Tasks and exercises:
• A. Reproduce word for word the passage of the news text on revoked alcohol licenses from "With figures available" to "the ongoing moves.".
• B. In the news text on revoked alcohol licenses, how long does a business have to find a fully-trained replacement when its manager is also the personal licence holder?

Document section:
* * *
THE full extent of the mass ban on thousands of licensed trade workers selling alcohol continues to emerge, with half of senior staff in popular tourist areas facing a five-year sanction.

THE full extent of the mass ban on thousands of licensed trade workers selling alcohol continues to emerge, with half of senior staff in popular tourist areas facing a five-year sanction.

With figures available for just half of Scotland's licensing boards, already 7,000 permits allowing the sale of booze have been revoked.

A 'personal licence' holder is required to be in any pub, club, corner shop and even hotel or restaurant when alcohol is sold, with a significant number of job losses expected as a result of the ongoing moves.

For businesses where the manager is also the personal licence holder only six weeks are given for a fully-trained replacement to be found or no alcohol can be sold.

It was revealed yesterday the carnage facing the hospitality and retail sectors as a result of thousands failing to meet legal requirements to retrain by the end of November.
* * *
Supplied information:
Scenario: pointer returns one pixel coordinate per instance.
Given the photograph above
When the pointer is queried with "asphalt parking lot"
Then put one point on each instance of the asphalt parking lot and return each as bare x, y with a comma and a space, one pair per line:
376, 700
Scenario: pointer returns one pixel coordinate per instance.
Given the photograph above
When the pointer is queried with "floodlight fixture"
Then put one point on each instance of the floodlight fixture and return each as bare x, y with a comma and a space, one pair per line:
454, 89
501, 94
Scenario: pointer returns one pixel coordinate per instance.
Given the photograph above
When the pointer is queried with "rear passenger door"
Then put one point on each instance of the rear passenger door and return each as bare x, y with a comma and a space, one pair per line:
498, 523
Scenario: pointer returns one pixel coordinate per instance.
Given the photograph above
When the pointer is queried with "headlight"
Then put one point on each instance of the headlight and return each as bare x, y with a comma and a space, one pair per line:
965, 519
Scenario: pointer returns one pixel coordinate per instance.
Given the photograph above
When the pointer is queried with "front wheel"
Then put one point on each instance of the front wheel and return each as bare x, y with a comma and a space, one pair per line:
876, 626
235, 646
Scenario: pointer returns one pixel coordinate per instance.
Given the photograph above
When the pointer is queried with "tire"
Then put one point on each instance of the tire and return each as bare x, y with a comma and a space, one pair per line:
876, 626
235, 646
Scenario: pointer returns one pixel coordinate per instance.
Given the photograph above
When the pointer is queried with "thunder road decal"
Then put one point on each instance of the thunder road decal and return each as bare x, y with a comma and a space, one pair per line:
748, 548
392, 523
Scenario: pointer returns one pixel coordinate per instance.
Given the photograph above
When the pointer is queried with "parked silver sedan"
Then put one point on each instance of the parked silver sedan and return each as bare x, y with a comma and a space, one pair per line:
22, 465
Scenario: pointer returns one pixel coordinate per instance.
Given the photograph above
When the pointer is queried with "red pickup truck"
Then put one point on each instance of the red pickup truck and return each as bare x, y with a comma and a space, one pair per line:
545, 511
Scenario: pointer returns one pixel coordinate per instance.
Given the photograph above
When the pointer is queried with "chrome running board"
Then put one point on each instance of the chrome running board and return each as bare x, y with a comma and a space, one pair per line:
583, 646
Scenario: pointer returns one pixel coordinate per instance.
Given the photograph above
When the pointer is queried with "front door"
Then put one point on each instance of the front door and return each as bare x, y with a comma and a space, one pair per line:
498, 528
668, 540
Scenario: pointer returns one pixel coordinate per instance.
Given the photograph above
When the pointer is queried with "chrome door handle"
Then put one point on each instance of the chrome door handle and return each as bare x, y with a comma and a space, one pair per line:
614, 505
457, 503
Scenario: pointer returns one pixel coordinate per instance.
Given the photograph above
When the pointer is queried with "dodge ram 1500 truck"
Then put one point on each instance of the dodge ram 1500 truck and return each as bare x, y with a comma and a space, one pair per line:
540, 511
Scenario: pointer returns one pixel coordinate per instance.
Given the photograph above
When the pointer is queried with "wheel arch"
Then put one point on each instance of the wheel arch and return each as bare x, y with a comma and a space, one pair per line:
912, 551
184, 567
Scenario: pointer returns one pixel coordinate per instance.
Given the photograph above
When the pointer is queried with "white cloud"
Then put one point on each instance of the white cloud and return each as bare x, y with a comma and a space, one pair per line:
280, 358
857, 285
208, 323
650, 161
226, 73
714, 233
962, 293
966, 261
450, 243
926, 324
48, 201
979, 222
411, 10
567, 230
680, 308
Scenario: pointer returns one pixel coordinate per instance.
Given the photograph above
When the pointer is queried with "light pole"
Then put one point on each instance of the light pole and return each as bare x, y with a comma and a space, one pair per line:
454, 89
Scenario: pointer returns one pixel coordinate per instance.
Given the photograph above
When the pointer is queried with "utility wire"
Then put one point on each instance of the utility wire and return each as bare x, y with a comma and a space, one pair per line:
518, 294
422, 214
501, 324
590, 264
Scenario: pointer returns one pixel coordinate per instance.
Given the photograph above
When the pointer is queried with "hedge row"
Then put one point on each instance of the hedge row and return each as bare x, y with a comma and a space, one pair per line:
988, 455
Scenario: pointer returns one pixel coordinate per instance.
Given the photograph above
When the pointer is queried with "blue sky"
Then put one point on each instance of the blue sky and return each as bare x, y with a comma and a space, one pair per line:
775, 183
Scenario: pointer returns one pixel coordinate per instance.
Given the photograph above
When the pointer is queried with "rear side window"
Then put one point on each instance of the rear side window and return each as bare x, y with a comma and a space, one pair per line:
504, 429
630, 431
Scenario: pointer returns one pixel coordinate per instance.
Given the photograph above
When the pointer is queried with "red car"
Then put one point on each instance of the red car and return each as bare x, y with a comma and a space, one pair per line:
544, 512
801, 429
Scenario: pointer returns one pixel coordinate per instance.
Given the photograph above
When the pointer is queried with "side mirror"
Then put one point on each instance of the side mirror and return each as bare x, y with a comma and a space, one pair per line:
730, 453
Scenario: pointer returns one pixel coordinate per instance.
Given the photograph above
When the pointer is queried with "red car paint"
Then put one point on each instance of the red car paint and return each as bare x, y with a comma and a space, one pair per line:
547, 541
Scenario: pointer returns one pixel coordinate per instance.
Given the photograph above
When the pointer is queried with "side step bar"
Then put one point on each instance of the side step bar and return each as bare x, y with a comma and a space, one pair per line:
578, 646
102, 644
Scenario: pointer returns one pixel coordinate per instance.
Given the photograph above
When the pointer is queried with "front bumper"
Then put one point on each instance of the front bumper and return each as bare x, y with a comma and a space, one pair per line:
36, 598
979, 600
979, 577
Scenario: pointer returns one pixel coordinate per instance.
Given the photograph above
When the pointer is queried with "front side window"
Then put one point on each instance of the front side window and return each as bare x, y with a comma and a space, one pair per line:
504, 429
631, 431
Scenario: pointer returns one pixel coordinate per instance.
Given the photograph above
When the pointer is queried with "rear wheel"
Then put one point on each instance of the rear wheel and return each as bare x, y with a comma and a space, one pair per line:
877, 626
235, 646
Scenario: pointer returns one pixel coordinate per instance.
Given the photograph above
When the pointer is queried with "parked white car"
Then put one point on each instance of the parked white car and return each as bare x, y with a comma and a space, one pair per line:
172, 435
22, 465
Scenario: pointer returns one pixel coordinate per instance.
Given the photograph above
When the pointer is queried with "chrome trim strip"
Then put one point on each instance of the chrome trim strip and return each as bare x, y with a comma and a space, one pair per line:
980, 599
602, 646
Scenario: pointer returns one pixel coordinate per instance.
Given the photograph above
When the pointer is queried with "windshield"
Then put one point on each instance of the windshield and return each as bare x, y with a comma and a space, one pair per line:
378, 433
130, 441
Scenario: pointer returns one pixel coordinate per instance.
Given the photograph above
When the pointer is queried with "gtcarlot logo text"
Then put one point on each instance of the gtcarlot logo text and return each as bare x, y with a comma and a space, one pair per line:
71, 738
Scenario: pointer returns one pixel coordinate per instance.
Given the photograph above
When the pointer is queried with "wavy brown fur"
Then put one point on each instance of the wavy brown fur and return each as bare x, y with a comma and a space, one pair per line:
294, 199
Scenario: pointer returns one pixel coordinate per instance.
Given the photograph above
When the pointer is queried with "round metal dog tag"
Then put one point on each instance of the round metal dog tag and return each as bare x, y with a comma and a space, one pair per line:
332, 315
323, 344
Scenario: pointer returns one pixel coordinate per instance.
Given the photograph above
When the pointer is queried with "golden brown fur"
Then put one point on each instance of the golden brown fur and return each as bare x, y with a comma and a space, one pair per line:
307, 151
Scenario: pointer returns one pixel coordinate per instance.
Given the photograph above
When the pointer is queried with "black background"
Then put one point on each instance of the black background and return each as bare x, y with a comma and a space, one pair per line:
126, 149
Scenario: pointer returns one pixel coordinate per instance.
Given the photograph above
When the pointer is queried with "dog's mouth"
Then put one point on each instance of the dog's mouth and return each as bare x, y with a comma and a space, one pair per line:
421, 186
* * *
Answers by item:
• A.
With figures available for just half of Scotland's licensing boards, already 7,000 permits allowing the sale of booze have been revoked.

A 'personal licence' holder is required to be in any pub, club, corner shop and even hotel or restaurant when alcohol is sold, with a significant number of job losses expected as a result of the ongoing moves.

• B. Six weeks.